ASSIGNMENT:
This task calls for copying each line below that contains "cable".

DATA EXTRACT:

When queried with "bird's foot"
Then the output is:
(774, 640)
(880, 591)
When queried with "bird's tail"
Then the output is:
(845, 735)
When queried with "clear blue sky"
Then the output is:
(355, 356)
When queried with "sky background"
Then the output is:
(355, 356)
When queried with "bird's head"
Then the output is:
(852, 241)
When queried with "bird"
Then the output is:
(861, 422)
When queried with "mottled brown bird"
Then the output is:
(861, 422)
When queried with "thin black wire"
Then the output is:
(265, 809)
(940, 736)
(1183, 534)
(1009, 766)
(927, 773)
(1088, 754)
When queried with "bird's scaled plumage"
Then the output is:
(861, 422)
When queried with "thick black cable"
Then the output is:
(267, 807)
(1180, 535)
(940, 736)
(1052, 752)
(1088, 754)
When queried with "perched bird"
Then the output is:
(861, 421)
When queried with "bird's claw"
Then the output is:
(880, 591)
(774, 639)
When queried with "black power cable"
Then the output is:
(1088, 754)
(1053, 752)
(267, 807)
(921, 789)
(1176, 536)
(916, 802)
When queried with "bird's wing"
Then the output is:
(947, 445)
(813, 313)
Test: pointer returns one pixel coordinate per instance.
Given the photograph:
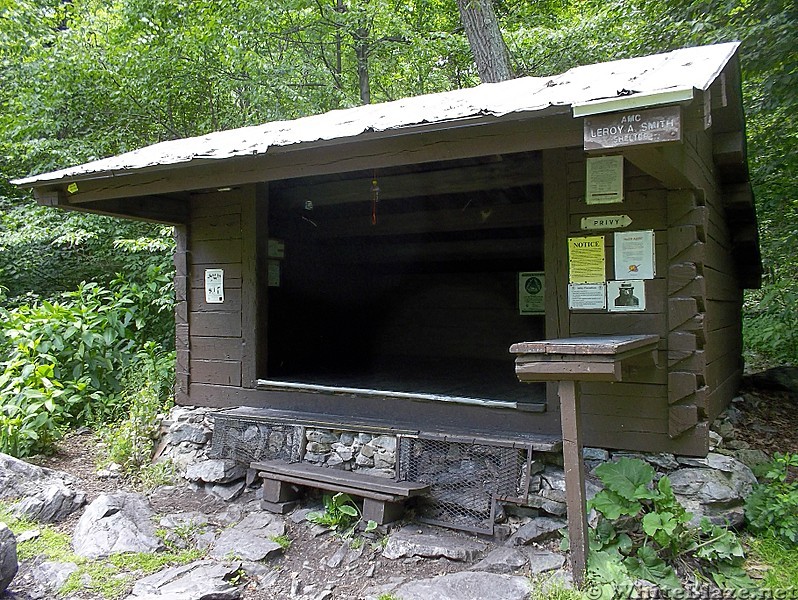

SOLUTION TO THE EXERCISE:
When queried with "thick black cable"
When queried with "black power cable"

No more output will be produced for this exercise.